Please rewrite the lines below, replacing "trolleybus" with "electric bus" and leaving everything else unchanged.

| Data shown |
# # # #

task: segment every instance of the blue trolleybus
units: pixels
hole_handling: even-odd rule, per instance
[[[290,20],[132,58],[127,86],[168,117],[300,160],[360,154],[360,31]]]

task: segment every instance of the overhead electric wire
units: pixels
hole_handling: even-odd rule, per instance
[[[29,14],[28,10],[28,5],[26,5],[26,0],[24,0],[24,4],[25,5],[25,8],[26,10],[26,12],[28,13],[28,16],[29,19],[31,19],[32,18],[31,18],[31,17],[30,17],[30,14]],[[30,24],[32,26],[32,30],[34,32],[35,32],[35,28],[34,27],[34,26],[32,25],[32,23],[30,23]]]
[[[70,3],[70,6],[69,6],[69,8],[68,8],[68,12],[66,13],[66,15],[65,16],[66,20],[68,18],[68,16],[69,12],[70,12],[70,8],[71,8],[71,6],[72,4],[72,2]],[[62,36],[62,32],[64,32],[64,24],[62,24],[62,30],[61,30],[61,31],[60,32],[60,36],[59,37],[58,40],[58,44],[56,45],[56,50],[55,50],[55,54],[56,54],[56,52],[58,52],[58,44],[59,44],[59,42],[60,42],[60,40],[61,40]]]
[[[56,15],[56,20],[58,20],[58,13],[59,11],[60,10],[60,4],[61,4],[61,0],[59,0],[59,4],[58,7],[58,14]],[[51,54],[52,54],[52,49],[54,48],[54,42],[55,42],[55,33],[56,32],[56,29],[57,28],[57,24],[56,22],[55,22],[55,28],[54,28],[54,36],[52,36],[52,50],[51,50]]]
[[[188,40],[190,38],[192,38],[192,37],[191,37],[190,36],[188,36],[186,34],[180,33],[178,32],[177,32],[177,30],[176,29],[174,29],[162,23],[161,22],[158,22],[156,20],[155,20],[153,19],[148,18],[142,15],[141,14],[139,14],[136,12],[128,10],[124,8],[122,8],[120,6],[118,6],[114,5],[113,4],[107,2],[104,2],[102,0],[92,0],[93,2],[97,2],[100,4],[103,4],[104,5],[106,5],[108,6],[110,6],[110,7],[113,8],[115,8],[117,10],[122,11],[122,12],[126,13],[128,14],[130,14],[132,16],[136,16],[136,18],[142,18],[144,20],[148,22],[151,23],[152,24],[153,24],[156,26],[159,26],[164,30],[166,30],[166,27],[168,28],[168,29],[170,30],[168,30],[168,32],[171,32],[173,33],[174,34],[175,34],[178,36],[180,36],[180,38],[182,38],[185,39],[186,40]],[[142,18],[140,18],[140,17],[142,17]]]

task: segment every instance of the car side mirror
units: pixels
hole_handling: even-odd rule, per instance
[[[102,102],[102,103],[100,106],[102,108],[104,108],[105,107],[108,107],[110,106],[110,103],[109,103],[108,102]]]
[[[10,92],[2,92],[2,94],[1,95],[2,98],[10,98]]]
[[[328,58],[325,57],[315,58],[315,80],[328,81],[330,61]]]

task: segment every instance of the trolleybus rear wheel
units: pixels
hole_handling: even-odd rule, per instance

# # # #

| Complete output |
task: segment every instance of the blue electric bus
units: pixels
hole_handling: even-odd rule, per instance
[[[290,20],[132,58],[127,86],[168,117],[300,160],[360,154],[360,31]]]

task: segment every instance of the overhead electric wire
units: pixels
hole_handling: even-odd rule, per instance
[[[29,14],[28,10],[28,5],[26,5],[26,0],[24,0],[24,4],[25,5],[25,8],[26,10],[26,12],[28,13],[28,16],[29,19],[31,19],[32,18],[31,18],[31,17],[30,17],[30,14]],[[30,24],[32,26],[32,30],[34,32],[35,32],[35,28],[34,27],[34,26],[32,25],[32,23],[30,23]]]
[[[70,3],[70,6],[69,6],[69,8],[68,8],[68,12],[66,13],[66,15],[65,16],[66,20],[68,18],[68,16],[69,12],[70,12],[70,8],[71,8],[71,6],[72,4],[72,2]],[[62,36],[62,32],[64,32],[64,24],[62,24],[62,30],[61,30],[61,31],[60,32],[60,36],[59,37],[58,40],[58,44],[56,45],[56,50],[55,50],[55,54],[56,54],[56,52],[58,52],[58,44],[59,44],[59,42],[60,42],[60,40],[61,40]]]
[[[56,15],[56,20],[58,20],[58,13],[59,11],[60,10],[60,4],[61,4],[61,0],[59,0],[59,4],[58,7],[58,14]],[[51,54],[52,54],[52,49],[54,48],[54,42],[55,42],[55,33],[56,32],[56,29],[57,28],[57,24],[56,22],[55,22],[55,28],[54,28],[54,36],[52,36],[52,50],[51,50]]]
[[[188,40],[190,38],[192,38],[192,37],[191,37],[190,36],[188,36],[186,34],[180,33],[178,32],[177,32],[177,30],[176,29],[174,29],[162,23],[161,22],[158,22],[156,20],[155,20],[153,19],[148,18],[142,15],[141,14],[139,14],[136,12],[128,10],[124,8],[122,8],[120,6],[118,6],[114,5],[113,4],[107,2],[104,2],[102,0],[92,0],[93,2],[97,2],[100,4],[103,4],[104,5],[106,5],[108,6],[110,6],[110,7],[113,8],[115,8],[117,10],[122,11],[122,12],[126,13],[128,14],[130,14],[132,16],[136,16],[136,18],[142,18],[144,20],[148,22],[151,23],[152,24],[153,24],[156,26],[159,26],[164,30],[166,30],[166,27],[168,28],[168,29],[170,30],[168,30],[168,32],[171,32],[173,33],[174,34],[175,34],[178,36],[180,36],[180,38],[182,38],[185,39],[186,40]],[[142,18],[140,18],[140,17],[142,17]]]

task: segment every instance of the car side mirror
units: pixels
hole_handling: even-odd rule, per instance
[[[102,102],[102,103],[100,106],[102,108],[104,108],[105,107],[108,107],[110,106],[110,103],[109,103],[108,102]]]
[[[10,92],[2,92],[2,94],[1,95],[2,98],[10,98]]]
[[[328,58],[325,57],[315,58],[315,80],[328,81],[330,61]]]

task: segment every instance of the electric bus rear wheel
units: pixels
hole_handling: even-odd rule, per instance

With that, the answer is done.